• _Exercise task A_:
Answer these questions from the article on Cameroon's 1990 World Cup run, one per line:
(i) Which team did North Korea beat in 1966?
(ii) How old was Roger Milla?
(iii) Whom did Cameroon play in its first game?
• _Exercise task B_:
In the article on Cameroon's 1990 World Cup run, turn the paragraph beginning "In 1990, 11 of the 22-man Cameroonian squad" into a short bulleted list that keeps its main facts.
• _Exercise task C_:
Continue the article on Cameroon's 1990 World Cup run from its last sentence.

World Cup's Craziest Moments: Trail Blazers and Broken Teeth
Stephen Brennan, a Brit, teacher, and soccer fanatic, will tell the World Cup's craziest moments over the next few days. Read the others here.
Cameroon Makes It to the Quarters, 1990
Teams outside the strongholds of South America and Europe had featured in the World Cup before. There had been upsets; North Korea beat Italy in '66, Algeria overcame West Germany in '82, and of course the United States' greatest World Cup moment came in 1950, when it famously beat England 1-0. However, Cameroon's run in 1990 is particularly memorable and has ushered in a new era where African sides are to be feared rather than humored.
In 1990, 11 of the 22-man Cameroonian squad played either in the capital, Yaoundé, or the lower French divisions. Their coach was a football journeyman from the Third Division Russian league who spoke neither English nor French and had to communicate to his players through a driver at the Cameroonian embassy in Moscow. Their star player, 38-year-old Roger Milla, had to be called out of three years of retirement as the team struggled to qualify for the tournament in Italy. To make matters worse, when they did qualify, their first game was against defending WC champions Argentina.

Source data
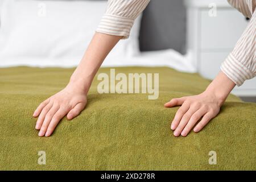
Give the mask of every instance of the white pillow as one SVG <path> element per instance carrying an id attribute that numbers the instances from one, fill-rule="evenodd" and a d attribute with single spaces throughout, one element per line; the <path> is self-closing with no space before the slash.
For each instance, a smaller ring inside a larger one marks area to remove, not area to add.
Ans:
<path id="1" fill-rule="evenodd" d="M 3 0 L 0 67 L 77 65 L 106 6 L 105 1 Z M 141 19 L 135 20 L 129 39 L 121 40 L 105 61 L 122 61 L 139 53 Z"/>

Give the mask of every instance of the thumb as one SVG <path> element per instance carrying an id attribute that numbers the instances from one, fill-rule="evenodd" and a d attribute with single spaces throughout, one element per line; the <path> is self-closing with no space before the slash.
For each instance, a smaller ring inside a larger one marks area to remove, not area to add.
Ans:
<path id="1" fill-rule="evenodd" d="M 185 97 L 175 98 L 172 99 L 169 102 L 164 104 L 164 107 L 171 107 L 175 106 L 180 106 L 185 101 Z"/>
<path id="2" fill-rule="evenodd" d="M 85 103 L 79 102 L 77 104 L 75 107 L 68 112 L 67 117 L 68 119 L 71 120 L 73 118 L 76 117 L 77 115 L 80 114 L 81 111 L 84 109 L 85 107 Z"/>

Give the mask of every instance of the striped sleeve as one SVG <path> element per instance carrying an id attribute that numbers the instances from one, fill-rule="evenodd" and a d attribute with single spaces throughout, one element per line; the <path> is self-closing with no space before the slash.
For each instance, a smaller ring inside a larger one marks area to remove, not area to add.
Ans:
<path id="1" fill-rule="evenodd" d="M 229 1 L 243 15 L 251 18 L 233 51 L 221 66 L 221 71 L 238 86 L 256 76 L 256 13 L 254 13 L 253 1 L 247 1 L 247 3 Z"/>
<path id="2" fill-rule="evenodd" d="M 135 19 L 150 0 L 109 0 L 106 11 L 96 31 L 127 39 Z"/>

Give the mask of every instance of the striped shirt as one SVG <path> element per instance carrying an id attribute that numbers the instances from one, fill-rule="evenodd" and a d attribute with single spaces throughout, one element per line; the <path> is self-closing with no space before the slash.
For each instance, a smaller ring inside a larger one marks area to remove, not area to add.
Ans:
<path id="1" fill-rule="evenodd" d="M 221 71 L 237 85 L 256 76 L 256 0 L 228 0 L 250 22 L 234 49 L 221 66 Z M 150 0 L 109 0 L 97 32 L 128 38 L 134 19 Z"/>

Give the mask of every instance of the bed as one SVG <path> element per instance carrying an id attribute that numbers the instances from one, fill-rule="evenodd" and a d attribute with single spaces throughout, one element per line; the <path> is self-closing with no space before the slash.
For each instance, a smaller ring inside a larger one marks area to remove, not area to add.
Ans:
<path id="1" fill-rule="evenodd" d="M 200 133 L 175 137 L 173 97 L 198 94 L 209 81 L 167 67 L 118 67 L 116 72 L 159 73 L 159 96 L 98 94 L 95 79 L 85 109 L 64 118 L 52 136 L 40 138 L 32 114 L 65 86 L 73 68 L 0 68 L 0 170 L 255 170 L 256 104 L 230 95 Z M 98 74 L 109 73 L 101 68 Z M 46 165 L 39 165 L 39 151 Z M 212 151 L 212 152 L 211 152 Z M 217 164 L 209 164 L 211 152 Z"/>
<path id="2" fill-rule="evenodd" d="M 96 76 L 81 114 L 63 118 L 52 136 L 41 138 L 33 111 L 67 85 L 106 2 L 0 0 L 0 170 L 256 169 L 255 104 L 230 95 L 201 131 L 174 136 L 170 124 L 179 107 L 163 104 L 199 94 L 210 81 L 194 73 L 189 55 L 173 49 L 182 52 L 185 42 L 182 2 L 163 3 L 165 11 L 152 8 L 155 2 L 146 10 L 141 42 L 141 16 L 97 73 L 159 73 L 158 98 L 99 94 Z M 167 11 L 180 15 L 158 20 Z M 160 33 L 167 24 L 168 36 Z M 139 44 L 143 50 L 172 49 L 141 52 Z"/>

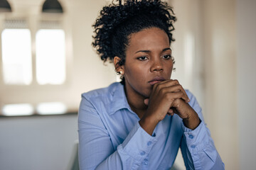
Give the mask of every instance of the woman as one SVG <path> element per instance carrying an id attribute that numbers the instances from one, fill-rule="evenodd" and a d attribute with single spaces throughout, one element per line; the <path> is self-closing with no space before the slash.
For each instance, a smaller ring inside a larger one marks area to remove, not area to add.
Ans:
<path id="1" fill-rule="evenodd" d="M 187 169 L 224 169 L 196 98 L 170 79 L 173 14 L 159 0 L 101 11 L 92 45 L 122 80 L 82 95 L 80 169 L 169 169 L 179 147 Z"/>

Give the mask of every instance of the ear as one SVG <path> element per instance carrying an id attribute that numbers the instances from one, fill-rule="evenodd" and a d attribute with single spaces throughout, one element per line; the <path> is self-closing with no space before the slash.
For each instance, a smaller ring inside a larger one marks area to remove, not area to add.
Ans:
<path id="1" fill-rule="evenodd" d="M 114 64 L 115 71 L 117 72 L 124 70 L 124 66 L 123 65 L 120 66 L 119 64 L 120 61 L 121 59 L 119 57 L 116 56 L 114 57 Z"/>

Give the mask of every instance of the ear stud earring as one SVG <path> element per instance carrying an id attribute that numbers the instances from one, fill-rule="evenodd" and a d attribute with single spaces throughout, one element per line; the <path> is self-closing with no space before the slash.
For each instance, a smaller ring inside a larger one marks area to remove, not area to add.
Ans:
<path id="1" fill-rule="evenodd" d="M 124 71 L 122 71 L 122 70 L 120 70 L 120 71 L 119 71 L 118 72 L 117 72 L 117 74 L 118 75 L 122 75 L 123 74 L 124 74 Z"/>

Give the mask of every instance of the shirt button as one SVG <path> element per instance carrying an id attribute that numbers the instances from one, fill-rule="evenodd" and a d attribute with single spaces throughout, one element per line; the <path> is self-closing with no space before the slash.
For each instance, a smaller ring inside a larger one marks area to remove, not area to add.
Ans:
<path id="1" fill-rule="evenodd" d="M 151 145 L 151 144 L 152 144 L 152 142 L 149 141 L 149 142 L 148 142 L 147 145 L 149 146 L 149 145 Z"/>
<path id="2" fill-rule="evenodd" d="M 195 144 L 192 144 L 192 145 L 191 146 L 191 147 L 193 148 L 193 149 L 196 148 L 196 146 Z"/>
<path id="3" fill-rule="evenodd" d="M 188 135 L 188 137 L 191 138 L 191 139 L 193 139 L 193 135 Z"/>

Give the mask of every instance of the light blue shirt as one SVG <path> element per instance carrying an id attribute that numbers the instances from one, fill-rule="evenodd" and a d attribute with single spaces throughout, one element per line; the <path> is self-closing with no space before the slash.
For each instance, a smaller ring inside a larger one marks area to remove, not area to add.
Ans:
<path id="1" fill-rule="evenodd" d="M 166 115 L 152 136 L 139 125 L 120 83 L 83 94 L 78 114 L 80 169 L 169 169 L 179 147 L 187 169 L 224 169 L 201 108 L 186 92 L 200 125 L 191 130 L 178 115 Z"/>

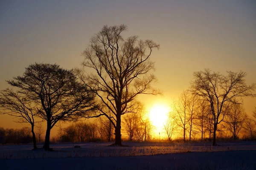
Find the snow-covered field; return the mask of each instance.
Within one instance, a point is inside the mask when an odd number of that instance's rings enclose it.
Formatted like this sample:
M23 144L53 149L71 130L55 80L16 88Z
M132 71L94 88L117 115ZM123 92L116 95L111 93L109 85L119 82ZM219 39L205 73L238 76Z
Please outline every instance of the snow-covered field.
M60 144L51 146L55 152L31 150L31 145L0 145L0 169L256 169L256 142L218 144Z

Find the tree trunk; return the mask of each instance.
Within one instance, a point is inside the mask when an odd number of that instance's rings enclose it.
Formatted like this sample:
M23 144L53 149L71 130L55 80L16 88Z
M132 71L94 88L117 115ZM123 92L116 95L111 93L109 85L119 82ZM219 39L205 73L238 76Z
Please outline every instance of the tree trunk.
M202 129L201 129L202 133L201 134L201 140L203 140L203 133L204 133L203 129L203 125L202 125Z
M144 141L146 141L146 137L147 137L147 126L146 126L146 125L145 125L145 139L144 139Z
M31 132L32 132L32 136L33 139L33 145L34 150L35 150L37 147L36 147L36 141L35 139L35 134L34 132L34 125L31 125Z
M213 128L213 139L212 142L212 146L216 146L216 131L217 130L217 124L214 125Z
M183 133L183 140L184 141L184 142L186 140L186 138L185 138L185 135L186 134L186 129L185 128L185 126L184 126L184 128L183 128L183 130L184 130L184 132Z
M122 145L121 140L121 115L116 115L116 125L115 129L116 133L115 144Z
M192 125L190 126L190 130L189 131L189 142L191 141L191 132L192 131Z
M47 122L47 129L46 130L46 133L45 134L45 139L44 140L44 144L43 148L45 150L51 150L50 149L50 133L51 132L50 122Z

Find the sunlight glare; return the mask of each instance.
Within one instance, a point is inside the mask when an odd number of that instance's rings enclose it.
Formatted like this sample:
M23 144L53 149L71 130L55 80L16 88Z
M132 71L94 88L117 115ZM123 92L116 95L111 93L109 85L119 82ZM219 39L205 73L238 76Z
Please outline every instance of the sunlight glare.
M162 105L153 106L150 110L149 117L153 125L155 126L157 133L161 132L163 128L163 124L168 118L170 107Z

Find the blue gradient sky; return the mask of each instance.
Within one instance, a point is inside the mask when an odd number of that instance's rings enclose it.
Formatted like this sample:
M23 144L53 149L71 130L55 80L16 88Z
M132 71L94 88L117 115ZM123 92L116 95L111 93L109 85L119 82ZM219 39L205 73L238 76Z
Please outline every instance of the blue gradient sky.
M153 51L156 87L146 106L169 105L188 88L194 71L246 72L256 82L256 3L253 0L1 0L0 89L35 62L80 67L81 53L105 25L125 24L124 36L160 44ZM250 114L255 99L244 100ZM17 126L1 116L0 126Z

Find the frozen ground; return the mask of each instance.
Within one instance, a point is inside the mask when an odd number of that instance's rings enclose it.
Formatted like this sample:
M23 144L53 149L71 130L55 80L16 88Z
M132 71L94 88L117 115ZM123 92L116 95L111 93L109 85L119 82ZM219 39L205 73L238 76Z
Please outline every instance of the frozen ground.
M80 148L73 144L51 146L55 152L32 151L31 145L0 145L0 169L256 169L255 142L219 143L215 147L210 143L109 144L78 144Z

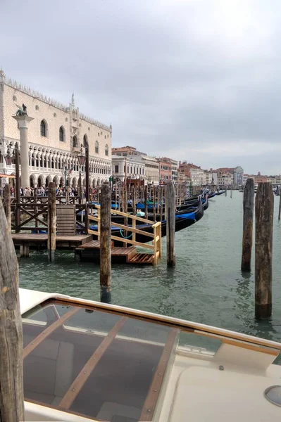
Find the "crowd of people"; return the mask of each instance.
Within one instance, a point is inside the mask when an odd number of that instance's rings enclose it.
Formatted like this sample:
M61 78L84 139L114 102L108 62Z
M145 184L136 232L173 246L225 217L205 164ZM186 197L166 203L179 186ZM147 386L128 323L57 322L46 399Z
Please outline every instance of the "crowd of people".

• _Expected output A_:
(i) Italy
(ii) 38
(iii) Argentina, the defending World Cup champions

• _Expected output B_:
- Eleven of the 22 players on Cameroon's squad played either in Yaoundé, the capital, or in the lower French divisions.
- The coach was a journeyman from the Third Division Russian league. He spoke neither English nor French and communicated with his players through a driver at the Cameroonian embassy in Moscow.
- Star player Roger Milla, 38, was called out of three years of retirement as the team struggled to qualify for the tournament in Italy.
- Once qualified, Cameroon faced defending champions Argentina in its first game.

• _Expected output C_:
However, the team's hunger to succeed saw it beat the Argentinians, despite two sendings off. Not only that; the Indomitable Lions went on to defeat Romania, beat a good Colombian side in last 16, and come within eight minutes of beating England in the quarter finals. Milla was a sensation, not only for his goal scoring but for his trademark corner flag celebration. As goal scorer Omam-Biyik said at the time, "We hate it when European reporters ask us if we eat monkeys and have a witch doctor. We are real football players, and we proved this tonight."
Schumacher Flaws France, West Germany Versus France, Semifinal 1982
The semifinal between France and West Germany in Seville, Spain, was one hell of a game. Played at a frenetic pace from the first whistle, these two great sides contested a six-goal thriller. Rampant runs, gorgeous passes, and the ruthless professionalism of the West Germans against the elegant flair of the French.
However, it is not Tresor's goal or Fisher's overhead shot for which this game is remembered. No, mention this game to anyone who saw it back in '82 and the name Harald Schumacher and his horrific foul on French substitute Patrick Battiston comes to mind.
Toward the end of the second half, Battiston made contact with a beautiful pass from Michel Platini, just outside the German penalty area. German goalkeeper Schumacher barrages forward, leaping straight into the Frenchman's face. Battiston was instantly out cold, while Schumacher nonchalantly waited for play to restart so he could take his goal kick. The referee gave neither the red card nor the penalty the attack deserved.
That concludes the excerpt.